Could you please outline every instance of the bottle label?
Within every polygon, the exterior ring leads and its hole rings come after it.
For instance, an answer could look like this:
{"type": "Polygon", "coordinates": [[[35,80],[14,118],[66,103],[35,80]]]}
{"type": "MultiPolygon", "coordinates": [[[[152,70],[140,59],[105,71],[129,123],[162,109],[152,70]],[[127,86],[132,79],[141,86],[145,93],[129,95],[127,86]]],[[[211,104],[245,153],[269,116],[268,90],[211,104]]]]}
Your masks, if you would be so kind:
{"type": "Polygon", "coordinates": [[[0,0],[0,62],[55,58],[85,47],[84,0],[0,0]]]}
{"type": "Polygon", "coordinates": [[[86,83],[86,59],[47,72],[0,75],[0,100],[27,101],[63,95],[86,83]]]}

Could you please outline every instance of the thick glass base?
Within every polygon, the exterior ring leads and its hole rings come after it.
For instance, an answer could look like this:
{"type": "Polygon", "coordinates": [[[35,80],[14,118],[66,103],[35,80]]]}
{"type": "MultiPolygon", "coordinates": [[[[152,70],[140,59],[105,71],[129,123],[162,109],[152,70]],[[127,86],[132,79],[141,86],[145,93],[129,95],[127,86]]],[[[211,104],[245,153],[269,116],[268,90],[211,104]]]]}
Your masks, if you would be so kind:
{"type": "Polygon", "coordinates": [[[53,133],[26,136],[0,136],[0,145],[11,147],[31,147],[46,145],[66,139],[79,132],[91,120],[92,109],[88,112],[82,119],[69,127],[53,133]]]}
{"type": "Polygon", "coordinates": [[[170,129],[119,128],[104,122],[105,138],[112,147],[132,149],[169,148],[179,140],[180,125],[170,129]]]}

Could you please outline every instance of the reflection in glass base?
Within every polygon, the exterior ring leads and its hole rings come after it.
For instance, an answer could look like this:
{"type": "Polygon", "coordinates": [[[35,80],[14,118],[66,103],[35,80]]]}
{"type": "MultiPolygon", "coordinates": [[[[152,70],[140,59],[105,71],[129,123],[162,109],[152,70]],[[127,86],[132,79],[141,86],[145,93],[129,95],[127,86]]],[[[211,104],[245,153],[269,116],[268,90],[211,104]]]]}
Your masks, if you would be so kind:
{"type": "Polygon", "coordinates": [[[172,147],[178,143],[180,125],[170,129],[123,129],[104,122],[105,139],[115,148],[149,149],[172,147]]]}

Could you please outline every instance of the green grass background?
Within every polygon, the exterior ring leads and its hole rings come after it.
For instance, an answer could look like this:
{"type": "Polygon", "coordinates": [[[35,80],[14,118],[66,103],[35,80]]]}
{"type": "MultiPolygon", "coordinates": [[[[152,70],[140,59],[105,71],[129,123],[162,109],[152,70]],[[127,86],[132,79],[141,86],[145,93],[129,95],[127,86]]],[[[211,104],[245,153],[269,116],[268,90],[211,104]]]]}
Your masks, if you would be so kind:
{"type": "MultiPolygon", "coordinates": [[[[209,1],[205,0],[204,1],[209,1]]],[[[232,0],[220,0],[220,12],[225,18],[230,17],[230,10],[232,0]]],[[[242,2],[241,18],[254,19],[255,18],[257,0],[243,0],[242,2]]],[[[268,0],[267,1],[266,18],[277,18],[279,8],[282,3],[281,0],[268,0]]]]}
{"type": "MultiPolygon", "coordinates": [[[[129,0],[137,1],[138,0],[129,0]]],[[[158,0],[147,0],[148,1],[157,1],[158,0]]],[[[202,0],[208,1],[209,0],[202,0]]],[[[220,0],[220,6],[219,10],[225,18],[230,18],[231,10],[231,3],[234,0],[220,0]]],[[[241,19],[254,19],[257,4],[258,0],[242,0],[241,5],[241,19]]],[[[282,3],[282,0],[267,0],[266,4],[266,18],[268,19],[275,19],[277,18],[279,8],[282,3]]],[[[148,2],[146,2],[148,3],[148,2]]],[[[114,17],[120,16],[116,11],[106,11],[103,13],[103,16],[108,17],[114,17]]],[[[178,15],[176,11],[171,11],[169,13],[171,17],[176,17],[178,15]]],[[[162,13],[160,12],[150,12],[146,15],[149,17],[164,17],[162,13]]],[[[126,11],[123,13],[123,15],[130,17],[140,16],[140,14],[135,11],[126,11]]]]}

● ● ● ● ●

EXERCISE DESCRIPTION
Copy the records above, swapping "glass base" for "bottle base" every time it appears and leaving everything else the same.

WRITTEN RESPONSE
Could you please outline every instance of the bottle label?
Within every polygon, the exterior ring leads and its hole rings come after it.
For instance, an answer could look like this:
{"type": "Polygon", "coordinates": [[[35,80],[14,118],[66,103],[35,80]]]}
{"type": "MultiPolygon", "coordinates": [[[[152,70],[140,59],[105,71],[129,123],[162,109],[152,70]],[[127,86],[132,79],[141,86],[145,93],[129,95],[127,86]]],[[[211,104],[245,153],[269,116],[268,90],[211,104]]]]}
Your masks, if you would be so kind:
{"type": "Polygon", "coordinates": [[[0,0],[0,62],[55,58],[85,47],[84,0],[0,0]]]}
{"type": "Polygon", "coordinates": [[[86,83],[86,59],[47,72],[0,75],[0,100],[27,101],[63,95],[86,83]]]}

Could you please outline every instance of the thick bottle base?
Within every polygon, the exterior ring leads and its hole rings come after it.
For instance, an answer could look like this:
{"type": "Polygon", "coordinates": [[[35,80],[14,118],[66,103],[35,80]]]}
{"type": "MultiPolygon", "coordinates": [[[[152,70],[140,59],[105,71],[129,123],[162,109],[152,70]],[[127,86],[132,79],[141,86],[145,93],[129,95],[127,86]]],[[[211,104],[245,153],[269,116],[268,90],[211,104]]]]}
Your masks, if you would be so kind:
{"type": "Polygon", "coordinates": [[[53,133],[26,136],[0,136],[0,145],[11,147],[31,147],[46,145],[66,139],[79,132],[91,120],[92,109],[88,112],[82,119],[69,127],[53,133]]]}
{"type": "Polygon", "coordinates": [[[170,129],[119,128],[104,122],[105,138],[112,147],[132,149],[169,148],[179,140],[180,125],[170,129]]]}

Could you please outline every instance of the reflection in bottle base?
Within every polygon, the exterior ring leads and its hole rings come after it.
For instance, an answer could look like this:
{"type": "Polygon", "coordinates": [[[35,80],[14,118],[66,103],[35,80]]]}
{"type": "MultiPolygon", "coordinates": [[[[152,70],[140,59],[105,71],[129,123],[162,109],[152,70]],[[127,86],[132,79],[141,86],[145,93],[129,95],[127,86]]],[[[211,104],[245,153],[269,116],[268,90],[211,104]]]]}
Your masks, if you would be so kind:
{"type": "Polygon", "coordinates": [[[172,147],[178,143],[180,125],[170,129],[123,129],[104,122],[105,139],[115,148],[149,149],[172,147]]]}

Could you please outline every instance of the green grass background?
Within every polygon, the exterior ring leads and its hole rings come after it.
For instance, an answer could look like this:
{"type": "Polygon", "coordinates": [[[35,80],[14,118],[66,103],[35,80]]]}
{"type": "MultiPolygon", "coordinates": [[[[152,70],[140,59],[105,71],[129,123],[162,109],[152,70]],[[127,86],[132,79],[141,86],[145,93],[129,95],[127,86]]],[[[211,104],[245,153],[269,116],[268,90],[211,104]]]]}
Your masks, if you would be so kind:
{"type": "MultiPolygon", "coordinates": [[[[209,1],[205,0],[204,1],[209,1]]],[[[232,0],[220,0],[220,12],[225,18],[230,17],[230,10],[232,0]]],[[[242,2],[241,18],[254,19],[255,18],[257,0],[243,0],[242,2]]],[[[268,0],[267,1],[266,18],[277,18],[279,8],[282,3],[281,0],[268,0]]]]}
{"type": "MultiPolygon", "coordinates": [[[[129,0],[137,1],[138,0],[129,0]]],[[[158,0],[147,0],[148,1],[157,1],[158,0]]],[[[202,0],[208,1],[209,0],[202,0]]],[[[220,0],[220,6],[219,10],[225,18],[230,18],[231,10],[231,3],[234,0],[220,0]]],[[[241,19],[254,19],[257,4],[258,0],[242,0],[241,5],[241,19]]],[[[282,3],[282,0],[267,0],[266,4],[266,18],[268,19],[275,19],[277,18],[279,8],[282,3]]],[[[148,2],[146,2],[148,3],[148,2]]],[[[114,17],[120,16],[116,11],[106,11],[103,13],[103,16],[108,17],[114,17]]],[[[178,15],[176,11],[171,11],[169,13],[171,17],[176,17],[178,15]]],[[[162,13],[160,12],[150,12],[146,15],[149,17],[164,17],[162,13]]],[[[126,11],[123,13],[123,15],[130,17],[140,16],[140,14],[135,11],[126,11]]]]}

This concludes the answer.